■ HOW TO COMPLETE THIS TASK ■
Only one stretch of the listing below is wanted: every line from the first to the line containing "box: [446, 260, 495, 378]", set down exactly.

(ENTRIES PROVIDED Opens)

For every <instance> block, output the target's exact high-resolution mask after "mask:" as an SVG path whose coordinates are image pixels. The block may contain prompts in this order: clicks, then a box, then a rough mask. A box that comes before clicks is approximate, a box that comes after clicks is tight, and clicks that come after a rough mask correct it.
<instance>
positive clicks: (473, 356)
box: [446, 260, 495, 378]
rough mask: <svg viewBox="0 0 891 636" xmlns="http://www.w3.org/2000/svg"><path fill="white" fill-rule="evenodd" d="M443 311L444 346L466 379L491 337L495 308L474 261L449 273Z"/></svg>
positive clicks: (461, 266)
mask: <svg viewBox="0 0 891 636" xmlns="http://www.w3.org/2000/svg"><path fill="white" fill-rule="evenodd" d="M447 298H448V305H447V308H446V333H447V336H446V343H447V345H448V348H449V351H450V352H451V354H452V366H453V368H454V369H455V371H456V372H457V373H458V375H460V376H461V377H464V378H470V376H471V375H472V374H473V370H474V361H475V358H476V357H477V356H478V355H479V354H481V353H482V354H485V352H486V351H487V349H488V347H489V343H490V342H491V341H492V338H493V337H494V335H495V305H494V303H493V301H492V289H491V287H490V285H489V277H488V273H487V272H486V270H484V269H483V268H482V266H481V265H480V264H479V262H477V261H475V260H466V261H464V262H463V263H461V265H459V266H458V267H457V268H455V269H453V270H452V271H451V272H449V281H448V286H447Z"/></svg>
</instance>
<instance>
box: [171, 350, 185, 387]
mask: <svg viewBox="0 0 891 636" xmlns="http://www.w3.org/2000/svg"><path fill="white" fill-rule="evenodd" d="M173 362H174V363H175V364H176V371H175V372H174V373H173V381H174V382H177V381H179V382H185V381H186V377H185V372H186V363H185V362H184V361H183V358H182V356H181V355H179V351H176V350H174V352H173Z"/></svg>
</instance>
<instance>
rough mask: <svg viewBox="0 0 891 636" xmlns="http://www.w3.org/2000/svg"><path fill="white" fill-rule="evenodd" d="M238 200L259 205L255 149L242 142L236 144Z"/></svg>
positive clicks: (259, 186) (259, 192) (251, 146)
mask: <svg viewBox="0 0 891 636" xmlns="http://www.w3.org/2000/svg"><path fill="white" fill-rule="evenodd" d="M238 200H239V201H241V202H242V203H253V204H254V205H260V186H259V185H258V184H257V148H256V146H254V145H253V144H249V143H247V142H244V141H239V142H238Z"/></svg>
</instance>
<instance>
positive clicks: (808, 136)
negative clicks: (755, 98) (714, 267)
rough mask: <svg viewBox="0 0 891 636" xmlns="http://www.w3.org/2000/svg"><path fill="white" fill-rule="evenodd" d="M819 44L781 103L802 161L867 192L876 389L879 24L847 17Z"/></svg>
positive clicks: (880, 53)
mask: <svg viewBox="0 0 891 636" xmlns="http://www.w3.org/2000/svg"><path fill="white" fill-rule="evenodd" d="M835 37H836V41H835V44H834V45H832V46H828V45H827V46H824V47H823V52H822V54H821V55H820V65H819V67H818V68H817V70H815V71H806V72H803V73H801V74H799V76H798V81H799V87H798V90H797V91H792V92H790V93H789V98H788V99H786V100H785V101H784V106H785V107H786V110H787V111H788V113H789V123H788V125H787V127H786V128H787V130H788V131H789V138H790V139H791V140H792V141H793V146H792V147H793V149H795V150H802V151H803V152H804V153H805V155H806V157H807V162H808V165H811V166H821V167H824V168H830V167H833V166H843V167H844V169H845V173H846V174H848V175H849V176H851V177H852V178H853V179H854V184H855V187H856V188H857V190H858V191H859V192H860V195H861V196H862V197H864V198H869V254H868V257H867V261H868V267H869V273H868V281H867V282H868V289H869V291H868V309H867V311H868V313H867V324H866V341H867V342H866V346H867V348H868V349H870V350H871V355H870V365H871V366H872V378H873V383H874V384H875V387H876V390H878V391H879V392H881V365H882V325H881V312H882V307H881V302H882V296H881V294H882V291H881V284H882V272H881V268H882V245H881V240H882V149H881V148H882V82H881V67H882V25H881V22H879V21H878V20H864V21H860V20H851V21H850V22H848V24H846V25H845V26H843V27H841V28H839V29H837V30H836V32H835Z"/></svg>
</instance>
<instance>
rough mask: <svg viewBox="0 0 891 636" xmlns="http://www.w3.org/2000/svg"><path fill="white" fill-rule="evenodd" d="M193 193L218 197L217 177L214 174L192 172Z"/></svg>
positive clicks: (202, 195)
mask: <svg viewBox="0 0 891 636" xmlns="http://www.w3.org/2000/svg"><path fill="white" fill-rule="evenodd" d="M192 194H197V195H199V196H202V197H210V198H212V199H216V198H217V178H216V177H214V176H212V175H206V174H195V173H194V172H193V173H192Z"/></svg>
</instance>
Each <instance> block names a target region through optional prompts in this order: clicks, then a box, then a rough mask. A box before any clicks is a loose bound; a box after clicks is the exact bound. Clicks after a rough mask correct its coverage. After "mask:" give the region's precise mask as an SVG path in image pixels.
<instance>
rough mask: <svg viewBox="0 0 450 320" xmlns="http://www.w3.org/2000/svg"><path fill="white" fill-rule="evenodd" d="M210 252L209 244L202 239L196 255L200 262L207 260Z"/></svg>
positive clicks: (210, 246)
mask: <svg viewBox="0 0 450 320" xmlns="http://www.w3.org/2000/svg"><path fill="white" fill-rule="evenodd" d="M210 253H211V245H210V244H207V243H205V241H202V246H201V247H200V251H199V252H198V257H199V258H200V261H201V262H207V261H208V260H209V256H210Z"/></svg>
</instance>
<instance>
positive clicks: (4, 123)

(ENTRIES PROVIDED Closes)

■ COMPLETED EXERCISE ■
For every <instance> block, output the target's exact high-resolution mask after "mask:" as an SVG path whose coordinates are image pixels. The block may contain prompts in this order: clicks, then a box, then a rough mask. A box that comes before clicks is approximate, a box that comes after clicks is tight, and clicks that come after a rough mask correct it.
<instance>
positive clicks: (473, 356)
box: [446, 260, 495, 378]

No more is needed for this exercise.